**Written exercise**
Return every line in the records below that contains the word "pole".

**Provided data**
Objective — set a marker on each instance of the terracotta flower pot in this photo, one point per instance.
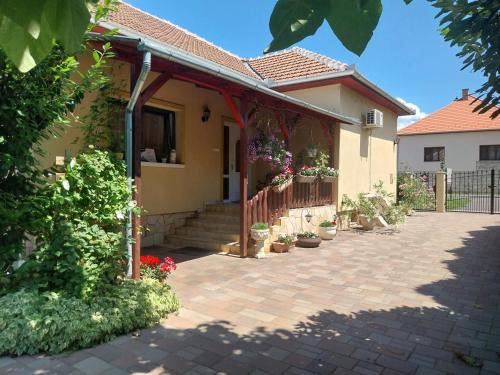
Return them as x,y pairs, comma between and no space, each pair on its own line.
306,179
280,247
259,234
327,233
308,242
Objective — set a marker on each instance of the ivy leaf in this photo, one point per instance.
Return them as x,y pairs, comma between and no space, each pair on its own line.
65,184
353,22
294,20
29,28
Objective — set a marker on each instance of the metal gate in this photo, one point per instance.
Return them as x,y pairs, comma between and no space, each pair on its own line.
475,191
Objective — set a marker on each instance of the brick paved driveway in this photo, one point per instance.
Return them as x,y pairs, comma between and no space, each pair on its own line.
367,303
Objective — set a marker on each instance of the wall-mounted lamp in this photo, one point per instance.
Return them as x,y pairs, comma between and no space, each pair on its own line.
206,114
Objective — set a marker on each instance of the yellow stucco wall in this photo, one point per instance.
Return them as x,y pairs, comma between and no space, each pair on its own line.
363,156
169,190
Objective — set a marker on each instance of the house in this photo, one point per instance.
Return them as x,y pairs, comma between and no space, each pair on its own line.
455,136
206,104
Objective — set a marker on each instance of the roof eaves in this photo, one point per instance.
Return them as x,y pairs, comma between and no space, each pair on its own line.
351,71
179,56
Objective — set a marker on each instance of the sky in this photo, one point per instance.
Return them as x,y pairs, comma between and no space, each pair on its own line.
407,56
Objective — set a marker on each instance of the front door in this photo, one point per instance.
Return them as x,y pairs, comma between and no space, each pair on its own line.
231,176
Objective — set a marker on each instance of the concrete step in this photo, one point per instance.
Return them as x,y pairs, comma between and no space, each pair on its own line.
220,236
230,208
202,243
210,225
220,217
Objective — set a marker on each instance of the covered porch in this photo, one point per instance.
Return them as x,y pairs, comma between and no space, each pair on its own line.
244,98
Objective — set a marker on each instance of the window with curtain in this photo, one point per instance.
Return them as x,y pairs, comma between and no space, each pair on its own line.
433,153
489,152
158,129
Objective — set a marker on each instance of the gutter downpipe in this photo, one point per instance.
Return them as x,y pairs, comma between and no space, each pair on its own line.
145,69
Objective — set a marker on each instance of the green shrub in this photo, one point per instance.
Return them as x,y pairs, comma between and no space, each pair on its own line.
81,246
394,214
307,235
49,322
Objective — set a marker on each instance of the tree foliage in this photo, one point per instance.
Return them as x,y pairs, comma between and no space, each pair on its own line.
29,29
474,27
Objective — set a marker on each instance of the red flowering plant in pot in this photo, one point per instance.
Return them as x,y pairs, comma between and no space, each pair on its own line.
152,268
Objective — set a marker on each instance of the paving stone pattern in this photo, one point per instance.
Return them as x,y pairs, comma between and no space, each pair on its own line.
--
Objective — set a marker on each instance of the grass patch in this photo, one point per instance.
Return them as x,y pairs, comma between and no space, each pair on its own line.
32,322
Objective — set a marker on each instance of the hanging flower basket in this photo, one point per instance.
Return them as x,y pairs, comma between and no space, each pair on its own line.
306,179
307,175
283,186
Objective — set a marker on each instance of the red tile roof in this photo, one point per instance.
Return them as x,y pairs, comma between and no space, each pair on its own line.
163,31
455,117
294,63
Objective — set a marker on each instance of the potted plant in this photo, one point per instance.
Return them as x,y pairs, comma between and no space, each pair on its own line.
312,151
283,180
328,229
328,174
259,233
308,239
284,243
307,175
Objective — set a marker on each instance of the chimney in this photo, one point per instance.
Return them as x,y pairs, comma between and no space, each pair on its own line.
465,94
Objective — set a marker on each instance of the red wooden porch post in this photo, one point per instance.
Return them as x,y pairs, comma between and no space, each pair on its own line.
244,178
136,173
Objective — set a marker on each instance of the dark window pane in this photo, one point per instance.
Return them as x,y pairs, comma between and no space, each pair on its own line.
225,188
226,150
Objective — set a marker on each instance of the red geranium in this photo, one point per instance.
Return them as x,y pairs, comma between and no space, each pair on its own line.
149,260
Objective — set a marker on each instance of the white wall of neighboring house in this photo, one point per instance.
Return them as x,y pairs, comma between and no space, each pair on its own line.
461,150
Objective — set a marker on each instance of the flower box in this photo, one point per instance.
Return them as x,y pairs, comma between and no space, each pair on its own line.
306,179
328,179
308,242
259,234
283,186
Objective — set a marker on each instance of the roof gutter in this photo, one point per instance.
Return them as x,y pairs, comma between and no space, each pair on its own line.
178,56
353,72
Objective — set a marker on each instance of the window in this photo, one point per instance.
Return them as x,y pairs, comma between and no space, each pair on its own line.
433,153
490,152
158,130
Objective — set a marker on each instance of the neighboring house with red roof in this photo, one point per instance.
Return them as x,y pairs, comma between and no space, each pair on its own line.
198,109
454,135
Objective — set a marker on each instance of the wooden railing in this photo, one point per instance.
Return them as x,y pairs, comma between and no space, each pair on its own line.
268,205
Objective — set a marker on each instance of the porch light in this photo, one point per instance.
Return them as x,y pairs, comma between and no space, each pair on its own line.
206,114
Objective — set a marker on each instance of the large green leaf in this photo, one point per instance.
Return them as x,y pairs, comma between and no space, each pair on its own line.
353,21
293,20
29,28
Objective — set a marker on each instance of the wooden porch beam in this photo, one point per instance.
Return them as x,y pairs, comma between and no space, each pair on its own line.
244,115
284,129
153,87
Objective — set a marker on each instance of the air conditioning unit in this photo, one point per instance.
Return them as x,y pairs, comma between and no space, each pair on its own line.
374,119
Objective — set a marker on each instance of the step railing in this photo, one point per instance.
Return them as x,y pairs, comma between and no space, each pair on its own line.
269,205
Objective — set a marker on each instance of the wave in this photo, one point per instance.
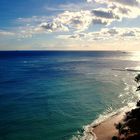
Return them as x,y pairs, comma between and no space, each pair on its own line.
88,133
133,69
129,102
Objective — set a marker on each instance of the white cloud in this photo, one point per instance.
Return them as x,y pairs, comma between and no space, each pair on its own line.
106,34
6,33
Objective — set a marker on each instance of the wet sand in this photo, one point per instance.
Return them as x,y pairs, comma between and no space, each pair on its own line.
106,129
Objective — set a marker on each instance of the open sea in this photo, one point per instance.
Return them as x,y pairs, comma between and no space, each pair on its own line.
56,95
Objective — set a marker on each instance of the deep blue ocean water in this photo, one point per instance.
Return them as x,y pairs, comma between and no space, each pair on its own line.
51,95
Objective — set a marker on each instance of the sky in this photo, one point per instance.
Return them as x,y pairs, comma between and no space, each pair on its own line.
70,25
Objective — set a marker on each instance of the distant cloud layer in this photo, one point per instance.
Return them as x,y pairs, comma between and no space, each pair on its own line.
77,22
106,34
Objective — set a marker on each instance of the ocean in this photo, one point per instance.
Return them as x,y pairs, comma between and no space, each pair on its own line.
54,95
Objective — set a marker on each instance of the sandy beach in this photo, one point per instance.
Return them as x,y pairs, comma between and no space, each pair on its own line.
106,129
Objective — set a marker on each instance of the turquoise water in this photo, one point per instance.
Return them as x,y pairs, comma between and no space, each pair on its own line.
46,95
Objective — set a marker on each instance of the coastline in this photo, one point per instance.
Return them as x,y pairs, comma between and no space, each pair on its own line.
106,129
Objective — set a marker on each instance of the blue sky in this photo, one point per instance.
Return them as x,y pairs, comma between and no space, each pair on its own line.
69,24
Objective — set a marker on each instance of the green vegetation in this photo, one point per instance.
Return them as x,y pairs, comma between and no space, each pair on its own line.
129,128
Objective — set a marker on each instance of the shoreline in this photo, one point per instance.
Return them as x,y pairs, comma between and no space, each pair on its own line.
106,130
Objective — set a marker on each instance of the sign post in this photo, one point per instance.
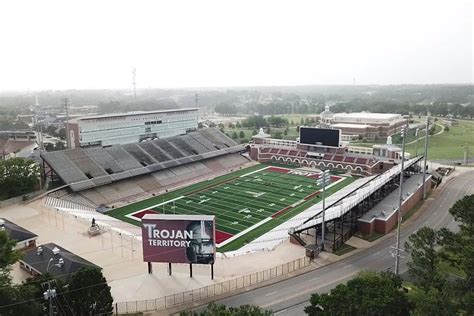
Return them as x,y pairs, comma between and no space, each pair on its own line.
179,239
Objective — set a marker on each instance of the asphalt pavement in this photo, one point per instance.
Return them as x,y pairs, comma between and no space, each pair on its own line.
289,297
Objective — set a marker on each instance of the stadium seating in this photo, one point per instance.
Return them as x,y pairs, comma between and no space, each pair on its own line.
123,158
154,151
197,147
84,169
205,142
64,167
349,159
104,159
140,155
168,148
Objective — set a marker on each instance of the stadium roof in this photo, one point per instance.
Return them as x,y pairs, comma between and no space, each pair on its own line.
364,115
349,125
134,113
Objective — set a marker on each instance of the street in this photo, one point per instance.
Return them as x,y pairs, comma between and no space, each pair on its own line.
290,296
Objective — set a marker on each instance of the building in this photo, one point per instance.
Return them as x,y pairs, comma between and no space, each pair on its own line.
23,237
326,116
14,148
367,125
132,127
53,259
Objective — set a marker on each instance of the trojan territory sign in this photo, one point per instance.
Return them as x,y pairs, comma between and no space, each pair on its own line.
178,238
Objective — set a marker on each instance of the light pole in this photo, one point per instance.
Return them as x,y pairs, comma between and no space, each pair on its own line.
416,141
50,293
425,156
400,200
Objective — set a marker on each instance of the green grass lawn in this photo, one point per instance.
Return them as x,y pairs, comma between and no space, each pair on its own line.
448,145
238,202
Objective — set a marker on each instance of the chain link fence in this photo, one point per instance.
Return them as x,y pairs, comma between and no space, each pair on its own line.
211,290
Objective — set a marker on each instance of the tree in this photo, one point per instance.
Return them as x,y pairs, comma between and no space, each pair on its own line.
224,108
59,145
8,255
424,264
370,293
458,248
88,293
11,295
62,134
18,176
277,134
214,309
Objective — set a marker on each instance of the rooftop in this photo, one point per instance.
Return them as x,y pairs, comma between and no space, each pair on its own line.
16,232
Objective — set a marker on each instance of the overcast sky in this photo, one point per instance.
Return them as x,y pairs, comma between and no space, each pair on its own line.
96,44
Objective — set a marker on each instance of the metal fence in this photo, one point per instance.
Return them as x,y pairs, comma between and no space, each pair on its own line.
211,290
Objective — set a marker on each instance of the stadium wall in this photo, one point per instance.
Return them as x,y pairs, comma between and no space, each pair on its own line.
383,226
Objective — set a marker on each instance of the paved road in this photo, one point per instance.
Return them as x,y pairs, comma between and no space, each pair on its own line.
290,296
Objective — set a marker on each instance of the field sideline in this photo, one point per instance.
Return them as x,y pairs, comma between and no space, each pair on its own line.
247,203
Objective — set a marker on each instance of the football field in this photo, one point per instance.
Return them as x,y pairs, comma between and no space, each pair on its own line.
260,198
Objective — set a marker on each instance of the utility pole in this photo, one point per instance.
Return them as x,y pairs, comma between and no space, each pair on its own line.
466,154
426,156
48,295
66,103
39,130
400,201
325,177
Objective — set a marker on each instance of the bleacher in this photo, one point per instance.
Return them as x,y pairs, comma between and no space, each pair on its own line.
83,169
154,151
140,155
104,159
...
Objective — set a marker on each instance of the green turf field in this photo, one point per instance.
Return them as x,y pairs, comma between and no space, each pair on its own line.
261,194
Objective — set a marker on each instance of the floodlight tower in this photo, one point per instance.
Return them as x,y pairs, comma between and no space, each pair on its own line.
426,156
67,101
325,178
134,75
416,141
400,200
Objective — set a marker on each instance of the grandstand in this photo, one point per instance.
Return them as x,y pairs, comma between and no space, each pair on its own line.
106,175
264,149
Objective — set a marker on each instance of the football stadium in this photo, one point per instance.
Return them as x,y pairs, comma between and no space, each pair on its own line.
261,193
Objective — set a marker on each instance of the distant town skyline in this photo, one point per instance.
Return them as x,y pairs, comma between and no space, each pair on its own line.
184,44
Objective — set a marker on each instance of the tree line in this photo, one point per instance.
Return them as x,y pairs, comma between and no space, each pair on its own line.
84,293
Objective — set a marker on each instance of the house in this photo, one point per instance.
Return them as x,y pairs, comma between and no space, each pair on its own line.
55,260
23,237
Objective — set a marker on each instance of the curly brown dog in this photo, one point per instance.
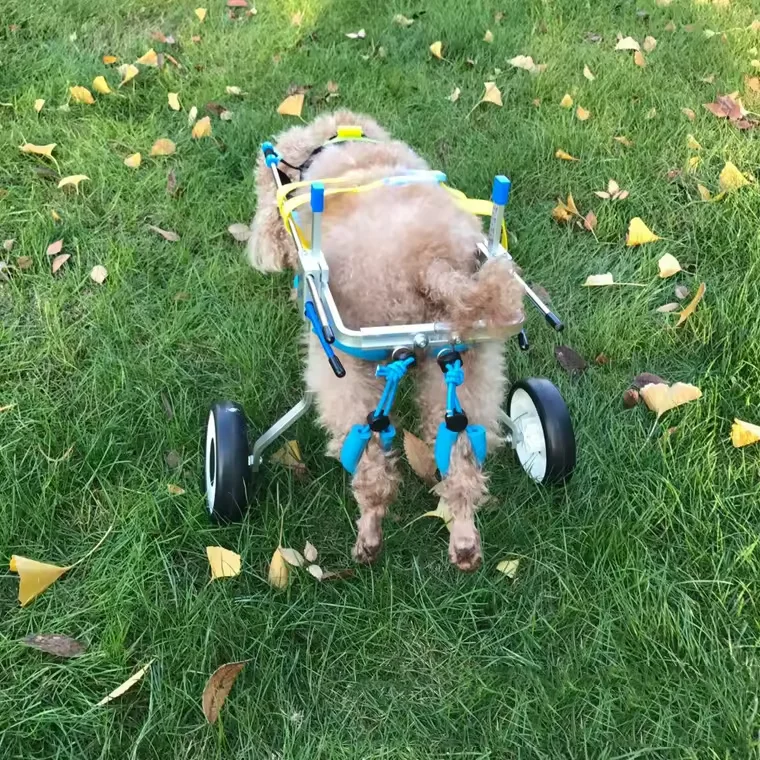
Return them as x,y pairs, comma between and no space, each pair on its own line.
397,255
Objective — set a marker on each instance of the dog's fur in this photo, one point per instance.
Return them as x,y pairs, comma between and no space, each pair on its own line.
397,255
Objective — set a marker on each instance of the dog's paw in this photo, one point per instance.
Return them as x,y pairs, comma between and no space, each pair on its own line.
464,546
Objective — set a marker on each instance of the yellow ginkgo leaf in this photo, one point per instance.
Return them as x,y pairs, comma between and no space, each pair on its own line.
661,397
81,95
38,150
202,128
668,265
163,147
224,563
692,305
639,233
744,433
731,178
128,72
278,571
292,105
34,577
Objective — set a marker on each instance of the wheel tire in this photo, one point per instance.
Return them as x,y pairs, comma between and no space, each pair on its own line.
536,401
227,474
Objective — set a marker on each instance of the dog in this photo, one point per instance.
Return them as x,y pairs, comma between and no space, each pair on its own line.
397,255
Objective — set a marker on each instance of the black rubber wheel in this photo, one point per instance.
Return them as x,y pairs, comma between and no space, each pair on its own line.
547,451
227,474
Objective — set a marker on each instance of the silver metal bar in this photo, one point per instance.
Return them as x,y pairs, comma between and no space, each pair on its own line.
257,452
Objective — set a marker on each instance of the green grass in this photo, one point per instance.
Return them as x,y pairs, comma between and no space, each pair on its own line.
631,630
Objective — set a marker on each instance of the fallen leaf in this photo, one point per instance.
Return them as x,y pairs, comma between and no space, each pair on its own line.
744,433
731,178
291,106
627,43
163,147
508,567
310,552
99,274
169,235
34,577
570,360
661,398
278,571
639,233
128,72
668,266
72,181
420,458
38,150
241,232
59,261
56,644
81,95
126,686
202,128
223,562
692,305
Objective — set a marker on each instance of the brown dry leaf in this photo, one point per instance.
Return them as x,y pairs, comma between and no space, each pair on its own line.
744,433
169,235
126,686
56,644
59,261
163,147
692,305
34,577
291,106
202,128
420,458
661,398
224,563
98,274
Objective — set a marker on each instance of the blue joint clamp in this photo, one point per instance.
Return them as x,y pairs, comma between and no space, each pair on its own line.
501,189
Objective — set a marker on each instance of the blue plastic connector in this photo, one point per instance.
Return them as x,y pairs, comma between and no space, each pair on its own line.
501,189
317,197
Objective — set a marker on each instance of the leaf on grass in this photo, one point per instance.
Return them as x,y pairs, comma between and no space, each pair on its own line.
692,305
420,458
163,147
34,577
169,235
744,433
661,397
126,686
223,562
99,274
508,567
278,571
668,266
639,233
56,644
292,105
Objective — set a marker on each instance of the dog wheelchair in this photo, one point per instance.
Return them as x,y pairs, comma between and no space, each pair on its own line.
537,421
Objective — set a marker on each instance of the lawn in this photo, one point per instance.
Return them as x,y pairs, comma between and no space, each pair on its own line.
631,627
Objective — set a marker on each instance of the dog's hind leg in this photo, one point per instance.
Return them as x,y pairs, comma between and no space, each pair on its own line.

**Problem solution**
Objective — set a marker on each instance of the light pole in this photo, one point per instance.
Objective — set a marker on each instance of the utility pole in this photo, one point per instance.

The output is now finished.